Work task 1:
In the text on the ship Oscar Elton Sette, why does the ship carry a recompression chamber? Answer in one to three sentences.
Work task 2:
Decide whether each statement agrees with the text on the ship Oscar Elton Sette, answering yes or no and quoting the words of the text that settle it: (a) Each of the ship's two hydraulic trawl winches can deploy 5,000 m of steel wire. (b) The ship can accommodate up to 22 scientists. (c) The ship's home port is Honolulu.
Work task 3:
Quote the text on the ship Oscar Elton Sette from "From her home" to "underwater diving operations.".

Text excerpt:

[Start of section]

Oscar Elton Sette has an oceanographic winch with a maximum pull weight of 15,380 lb which can deploy up to 8,000 m of 3/8-inch (9.5-mm) conductor cable. She also has a CTD winch with a maximum pull weight of 14,700 lb which can deploy 2,000 m of 3/8-inch (9.5-mm) conductor cable, and two hydraulic trawl winches, each with a maximum pull weight of 57,300 lb and capable of deploying 5,000 m of 5/8-inch (15.9-mm) steel wire. She has an articulating crane with a maximum lifting capacity of 24,000 lb and a lifting capacity of 6,600 lb at full extension. She has a movable A-frame with a maximum safe working load of 10,000 lb and two movable J-frames each with a maximum safe working load of 3,500 lb.

Oscar Elton Sette has a 150-square-foot (sq. ft.) (13.9-square-meter) (m^{2}) wet laboratory, a 100-sq.-ft. (9.3-m^{2}) dry laboratory, a 100-sq.-ft. (9.3-m^{2}) electronics and computer laboratory, and a 50-sq.-ft. (4.6-m^{2}) hydrographic laboratory. She also has a 50-sq.-ft. (4.6-m^{2}) scientific freezer and a 50-sq.-ft. (4.6-m^{2}) store room.

Oscar Elton Sette carries a 22 ft SOLAS-approved rescue boat with a 315-horsepower (235-kilowatt) motor and a capacity of six people, two 17-foot rigid-hulled inflatable boats (RHIBs), each with a 115-horsepower (86-kilowatt) motor and a capacity of seven people, and three 18-foot inflatable boats, each with a 50-horsepower (37-kilowatt) motor and a capacity of 11 people.

To enhance the safety of underwater diving operations in remote areas, Oscar Elton Sette has a recompression chamber to allow immediate treatment of divers showing symptoms of decompression sickness ("the bends").

In addition to her crew of 22, Oscar Elton Sette can accommodate up to 20 scientists.

=== Service history ===

From her home port of Honolulu, Oscar Elton Sette operates throughout the central and western Pacific Ocean in support of the Pacific Islands Fisheries Science Center, also located in Honolulu and a component of NOAA's National Marine Fisheries Service (NMFS). She conducts fisheries assessment surveys, physical and chemical oceanography, marine mammal projects, and coral reef research, collecting fish and crustaceans using bottom trawls, longlines, and fish traps. She uses plankton nets and surface and mid-water laval nets to collect plankton, fish larvae, and eggs. She also routinely supports underwater diving operations.

Oscar Elton Sette also is actively involved in NMFS Honolulu Coral Reef Restoration cruises, which concentrate scientific efforts on removing discarded marine debris and commercial fishing gear from fragile coral reefs, as well as on classifying and analyzing the density of the debris and discarded gear.

[End of section]

The data:
[Start of section]

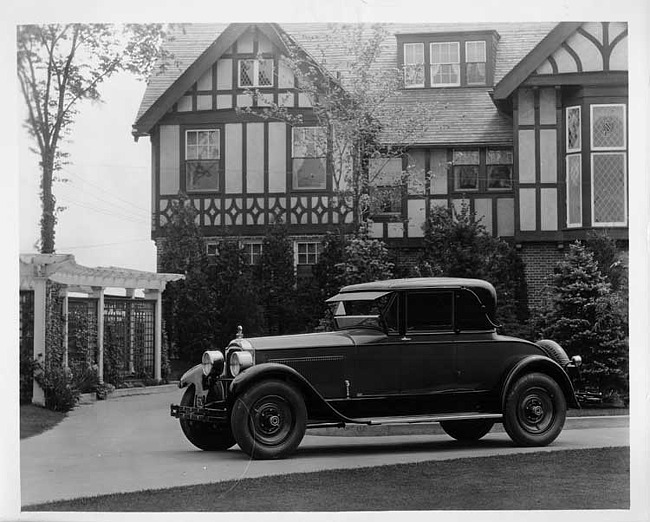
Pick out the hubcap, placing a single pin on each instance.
(536, 411)
(271, 420)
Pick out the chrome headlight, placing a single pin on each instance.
(239, 361)
(576, 360)
(212, 361)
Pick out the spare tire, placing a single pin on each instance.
(554, 351)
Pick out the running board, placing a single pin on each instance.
(417, 419)
(421, 419)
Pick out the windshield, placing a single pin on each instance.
(364, 313)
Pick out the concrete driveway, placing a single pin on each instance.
(131, 443)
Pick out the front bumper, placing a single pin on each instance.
(211, 415)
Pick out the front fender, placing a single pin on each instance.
(192, 376)
(542, 364)
(263, 371)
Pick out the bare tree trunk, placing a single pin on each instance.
(48, 203)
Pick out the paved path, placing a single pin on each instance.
(131, 443)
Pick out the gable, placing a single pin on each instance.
(572, 47)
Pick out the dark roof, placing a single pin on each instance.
(419, 283)
(459, 115)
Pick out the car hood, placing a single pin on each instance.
(312, 340)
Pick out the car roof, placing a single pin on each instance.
(416, 283)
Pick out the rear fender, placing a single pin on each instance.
(265, 371)
(541, 364)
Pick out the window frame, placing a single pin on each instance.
(316, 252)
(466, 62)
(253, 258)
(478, 170)
(294, 174)
(256, 73)
(579, 196)
(443, 329)
(625, 203)
(406, 65)
(432, 64)
(187, 161)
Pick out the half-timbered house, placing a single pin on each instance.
(530, 131)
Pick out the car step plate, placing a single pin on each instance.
(417, 419)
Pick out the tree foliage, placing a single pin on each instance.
(189, 304)
(585, 317)
(457, 244)
(59, 66)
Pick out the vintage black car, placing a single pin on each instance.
(403, 351)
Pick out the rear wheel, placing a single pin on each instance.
(467, 430)
(269, 420)
(203, 435)
(535, 410)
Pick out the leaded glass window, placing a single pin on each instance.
(256, 72)
(608, 127)
(307, 253)
(574, 190)
(466, 169)
(499, 169)
(445, 64)
(202, 156)
(609, 189)
(573, 129)
(475, 58)
(414, 65)
(309, 153)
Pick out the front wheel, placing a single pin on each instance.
(467, 430)
(535, 410)
(203, 435)
(269, 420)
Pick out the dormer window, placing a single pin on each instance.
(445, 64)
(448, 59)
(256, 72)
(414, 65)
(475, 58)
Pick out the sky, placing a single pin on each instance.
(107, 187)
(108, 196)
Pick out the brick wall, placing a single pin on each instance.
(540, 260)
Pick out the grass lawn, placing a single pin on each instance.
(35, 420)
(575, 479)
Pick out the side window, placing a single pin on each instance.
(426, 311)
(469, 312)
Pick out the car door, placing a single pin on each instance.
(428, 350)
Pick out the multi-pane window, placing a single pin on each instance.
(414, 65)
(307, 253)
(253, 252)
(309, 157)
(386, 185)
(466, 169)
(202, 156)
(608, 165)
(475, 59)
(445, 64)
(256, 72)
(499, 169)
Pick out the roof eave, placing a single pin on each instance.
(533, 60)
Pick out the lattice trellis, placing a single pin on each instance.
(609, 188)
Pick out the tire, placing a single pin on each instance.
(269, 420)
(467, 430)
(554, 351)
(535, 410)
(203, 435)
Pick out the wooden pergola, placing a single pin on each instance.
(37, 269)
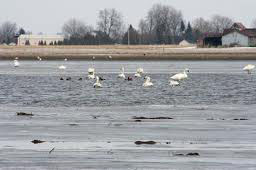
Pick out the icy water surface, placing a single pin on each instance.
(213, 114)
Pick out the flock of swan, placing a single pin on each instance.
(174, 80)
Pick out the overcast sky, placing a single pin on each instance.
(48, 16)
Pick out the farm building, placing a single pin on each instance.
(239, 35)
(38, 39)
(210, 39)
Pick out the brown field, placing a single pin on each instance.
(124, 52)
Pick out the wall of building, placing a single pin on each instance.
(35, 39)
(252, 42)
(235, 38)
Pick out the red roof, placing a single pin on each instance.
(238, 25)
(246, 32)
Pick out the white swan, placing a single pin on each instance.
(39, 58)
(16, 62)
(97, 83)
(137, 75)
(91, 73)
(249, 68)
(174, 83)
(147, 82)
(62, 67)
(181, 76)
(91, 70)
(139, 72)
(121, 75)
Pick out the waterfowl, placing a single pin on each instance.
(129, 78)
(181, 76)
(249, 68)
(174, 83)
(62, 67)
(97, 83)
(121, 75)
(139, 72)
(16, 62)
(91, 73)
(147, 82)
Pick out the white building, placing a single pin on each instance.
(239, 35)
(37, 39)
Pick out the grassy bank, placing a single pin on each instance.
(123, 52)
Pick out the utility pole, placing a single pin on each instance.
(129, 35)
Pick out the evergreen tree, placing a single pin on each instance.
(21, 31)
(27, 42)
(189, 34)
(182, 27)
(133, 36)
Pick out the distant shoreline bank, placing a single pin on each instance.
(122, 52)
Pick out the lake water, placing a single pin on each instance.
(213, 114)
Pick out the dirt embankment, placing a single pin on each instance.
(122, 52)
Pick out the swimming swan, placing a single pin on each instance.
(139, 72)
(147, 82)
(62, 67)
(97, 83)
(174, 83)
(16, 63)
(249, 68)
(121, 75)
(181, 76)
(91, 73)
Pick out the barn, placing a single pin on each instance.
(36, 39)
(239, 35)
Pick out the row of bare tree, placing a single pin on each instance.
(162, 25)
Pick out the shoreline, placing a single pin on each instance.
(123, 52)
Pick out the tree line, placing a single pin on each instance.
(163, 24)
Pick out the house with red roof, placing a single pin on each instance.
(239, 35)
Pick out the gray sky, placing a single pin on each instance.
(48, 16)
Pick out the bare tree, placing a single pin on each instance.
(75, 28)
(7, 32)
(201, 25)
(110, 22)
(164, 21)
(254, 23)
(219, 23)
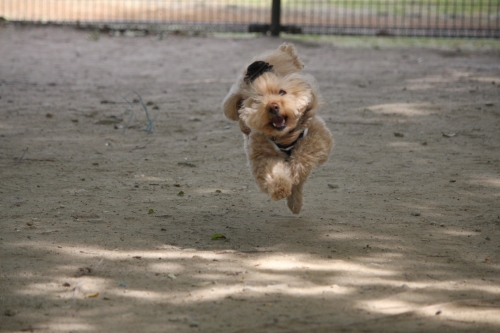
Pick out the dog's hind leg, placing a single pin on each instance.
(294, 201)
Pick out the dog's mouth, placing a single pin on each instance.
(279, 122)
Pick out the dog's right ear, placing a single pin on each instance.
(232, 103)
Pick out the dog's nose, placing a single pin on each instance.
(274, 108)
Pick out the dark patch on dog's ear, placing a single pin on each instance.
(239, 104)
(256, 69)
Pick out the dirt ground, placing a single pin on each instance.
(107, 227)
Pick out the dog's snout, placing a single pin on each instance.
(274, 108)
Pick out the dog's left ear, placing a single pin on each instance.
(232, 103)
(313, 103)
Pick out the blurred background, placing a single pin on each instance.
(427, 18)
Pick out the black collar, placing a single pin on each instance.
(287, 149)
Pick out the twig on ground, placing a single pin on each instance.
(21, 158)
(131, 116)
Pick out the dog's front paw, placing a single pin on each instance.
(280, 187)
(280, 191)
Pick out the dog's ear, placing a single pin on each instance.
(256, 69)
(232, 103)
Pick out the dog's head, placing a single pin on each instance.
(277, 105)
(282, 61)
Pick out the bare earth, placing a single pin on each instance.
(106, 227)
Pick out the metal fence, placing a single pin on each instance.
(442, 18)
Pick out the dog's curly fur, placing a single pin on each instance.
(276, 105)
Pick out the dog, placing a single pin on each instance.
(276, 106)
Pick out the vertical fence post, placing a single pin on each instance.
(276, 18)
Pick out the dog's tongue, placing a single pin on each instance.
(278, 121)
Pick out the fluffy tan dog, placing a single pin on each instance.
(276, 104)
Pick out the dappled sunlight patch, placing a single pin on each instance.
(459, 233)
(406, 145)
(87, 286)
(143, 177)
(486, 79)
(403, 109)
(278, 263)
(490, 180)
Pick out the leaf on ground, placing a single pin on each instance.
(218, 236)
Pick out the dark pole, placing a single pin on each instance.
(275, 18)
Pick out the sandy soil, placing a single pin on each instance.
(106, 227)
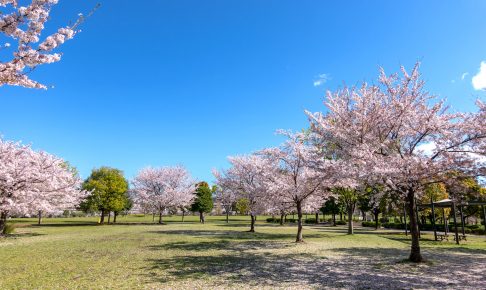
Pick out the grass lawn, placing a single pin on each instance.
(76, 253)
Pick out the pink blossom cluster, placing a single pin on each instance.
(33, 181)
(160, 189)
(24, 25)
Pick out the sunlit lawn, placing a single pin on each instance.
(77, 253)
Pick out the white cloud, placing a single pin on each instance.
(479, 80)
(321, 79)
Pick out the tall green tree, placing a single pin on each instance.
(108, 189)
(331, 207)
(127, 205)
(203, 203)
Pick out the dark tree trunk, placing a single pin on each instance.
(415, 255)
(299, 238)
(350, 220)
(252, 225)
(102, 218)
(201, 217)
(3, 221)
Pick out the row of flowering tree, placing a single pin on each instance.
(35, 182)
(393, 135)
(159, 189)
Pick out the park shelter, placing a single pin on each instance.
(453, 205)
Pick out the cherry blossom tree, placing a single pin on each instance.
(23, 25)
(32, 181)
(401, 136)
(246, 177)
(163, 188)
(224, 193)
(293, 181)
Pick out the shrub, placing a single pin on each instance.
(8, 229)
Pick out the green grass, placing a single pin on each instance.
(76, 253)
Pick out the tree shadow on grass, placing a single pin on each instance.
(19, 235)
(239, 235)
(256, 264)
(226, 245)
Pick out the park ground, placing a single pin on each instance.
(76, 253)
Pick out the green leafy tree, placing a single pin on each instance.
(203, 203)
(127, 206)
(108, 190)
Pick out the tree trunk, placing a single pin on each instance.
(415, 255)
(39, 215)
(350, 221)
(252, 225)
(3, 221)
(299, 238)
(102, 218)
(377, 214)
(201, 217)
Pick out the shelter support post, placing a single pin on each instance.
(455, 222)
(433, 218)
(484, 217)
(461, 208)
(405, 218)
(446, 228)
(418, 220)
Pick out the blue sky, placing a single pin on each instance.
(191, 82)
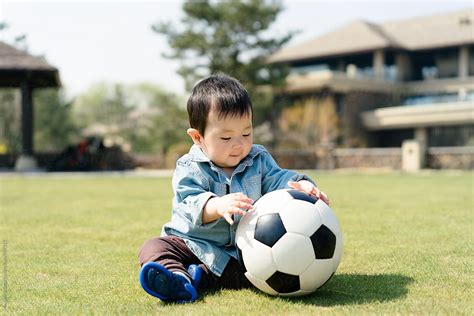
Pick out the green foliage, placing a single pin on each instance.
(10, 120)
(73, 243)
(310, 122)
(142, 115)
(231, 37)
(54, 127)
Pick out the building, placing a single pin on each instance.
(391, 82)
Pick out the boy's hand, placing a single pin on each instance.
(225, 206)
(309, 188)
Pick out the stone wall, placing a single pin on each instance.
(437, 158)
(451, 158)
(368, 158)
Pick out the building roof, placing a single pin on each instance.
(16, 66)
(436, 31)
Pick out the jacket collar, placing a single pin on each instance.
(196, 154)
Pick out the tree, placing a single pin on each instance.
(142, 115)
(231, 37)
(54, 126)
(310, 123)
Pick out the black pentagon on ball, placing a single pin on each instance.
(324, 243)
(283, 282)
(298, 195)
(269, 229)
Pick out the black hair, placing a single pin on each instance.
(221, 92)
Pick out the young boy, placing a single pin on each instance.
(214, 185)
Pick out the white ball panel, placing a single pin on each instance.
(259, 284)
(316, 274)
(258, 259)
(246, 229)
(300, 217)
(272, 202)
(293, 253)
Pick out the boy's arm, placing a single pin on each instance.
(194, 200)
(274, 177)
(225, 206)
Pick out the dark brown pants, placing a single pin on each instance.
(172, 253)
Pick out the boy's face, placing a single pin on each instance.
(226, 141)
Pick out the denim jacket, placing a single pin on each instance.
(197, 179)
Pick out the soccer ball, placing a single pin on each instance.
(290, 244)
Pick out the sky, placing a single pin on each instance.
(112, 41)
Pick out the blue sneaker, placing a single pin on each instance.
(159, 282)
(196, 273)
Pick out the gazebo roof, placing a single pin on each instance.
(16, 66)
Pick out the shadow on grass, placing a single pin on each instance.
(345, 289)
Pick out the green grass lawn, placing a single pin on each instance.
(72, 247)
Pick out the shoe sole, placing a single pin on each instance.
(143, 273)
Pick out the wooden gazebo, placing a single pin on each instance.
(19, 69)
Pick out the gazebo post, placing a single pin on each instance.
(18, 69)
(26, 119)
(26, 161)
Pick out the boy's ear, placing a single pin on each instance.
(195, 135)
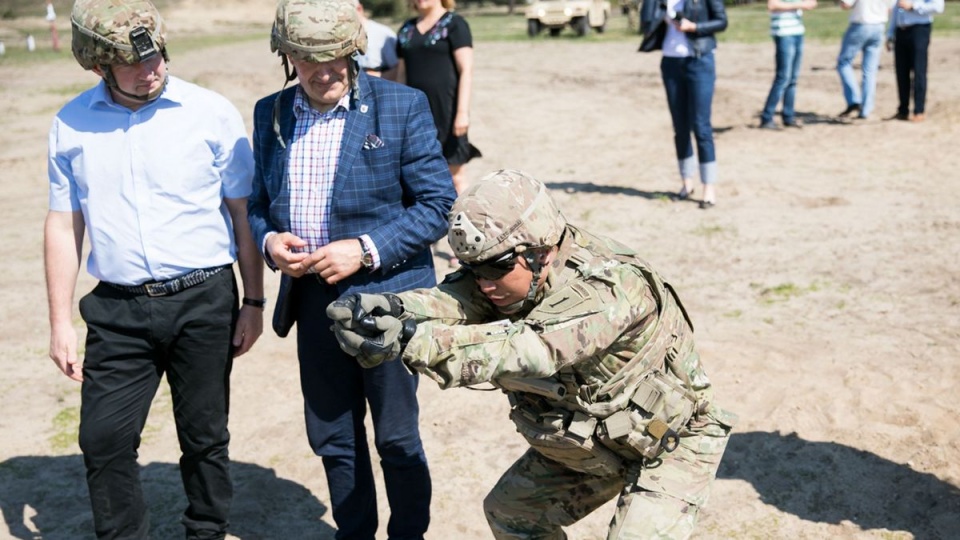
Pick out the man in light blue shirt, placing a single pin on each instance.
(157, 171)
(864, 35)
(786, 28)
(909, 37)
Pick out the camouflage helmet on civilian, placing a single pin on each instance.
(318, 30)
(506, 211)
(108, 32)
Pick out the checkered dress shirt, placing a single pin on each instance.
(312, 167)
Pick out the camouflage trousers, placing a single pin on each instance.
(537, 496)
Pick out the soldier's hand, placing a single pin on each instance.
(357, 311)
(380, 339)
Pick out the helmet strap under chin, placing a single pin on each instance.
(112, 84)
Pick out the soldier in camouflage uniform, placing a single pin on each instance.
(593, 349)
(156, 171)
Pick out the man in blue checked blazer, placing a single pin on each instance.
(350, 190)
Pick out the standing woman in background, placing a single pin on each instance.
(436, 56)
(689, 74)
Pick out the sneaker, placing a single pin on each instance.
(850, 110)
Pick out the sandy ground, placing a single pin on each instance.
(823, 288)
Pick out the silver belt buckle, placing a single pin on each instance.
(155, 289)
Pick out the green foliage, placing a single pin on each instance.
(66, 429)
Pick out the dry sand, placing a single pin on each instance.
(823, 288)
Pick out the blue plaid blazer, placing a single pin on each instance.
(397, 190)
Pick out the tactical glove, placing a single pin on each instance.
(356, 311)
(367, 327)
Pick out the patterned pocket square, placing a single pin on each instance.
(372, 141)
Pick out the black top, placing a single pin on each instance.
(430, 67)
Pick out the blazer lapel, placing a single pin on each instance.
(358, 124)
(282, 155)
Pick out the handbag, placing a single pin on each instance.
(654, 40)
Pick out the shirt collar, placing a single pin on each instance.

[End of section]

Answer 1:
The chamber improves the safety of underwater diving operations in remote areas. It allows divers who show symptoms of decompression sickness ("the bends") to be treated immediately.

Answer 2:
(a) Yes: "two hydraulic trawl winches, each with a maximum pull weight of 57,300 lb and capable of deploying 5,000 m of 5/8-inch (15.9-mm) steel wire"
(b) No: "In addition to her crew of 22, Oscar Elton Sette can accommodate up to 20 scientists."
(c) Yes: "From her home port of Honolulu"

Answer 3:
From her home port of Honolulu, Oscar Elton Sette operates throughout the central and western Pacific Ocean in support of the Pacific Islands Fisheries Science Center, also located in Honolulu and a component of NOAA's National Marine Fisheries Service (NMFS). She conducts fisheries assessment surveys, physical and chemical oceanography, marine mammal projects, and coral reef research, collecting fish and crustaceans using bottom trawls, longlines, and fish traps. She uses plankton nets and surface and mid-water laval nets to collect plankton, fish larvae, and eggs. She also routinely supports underwater diving operations.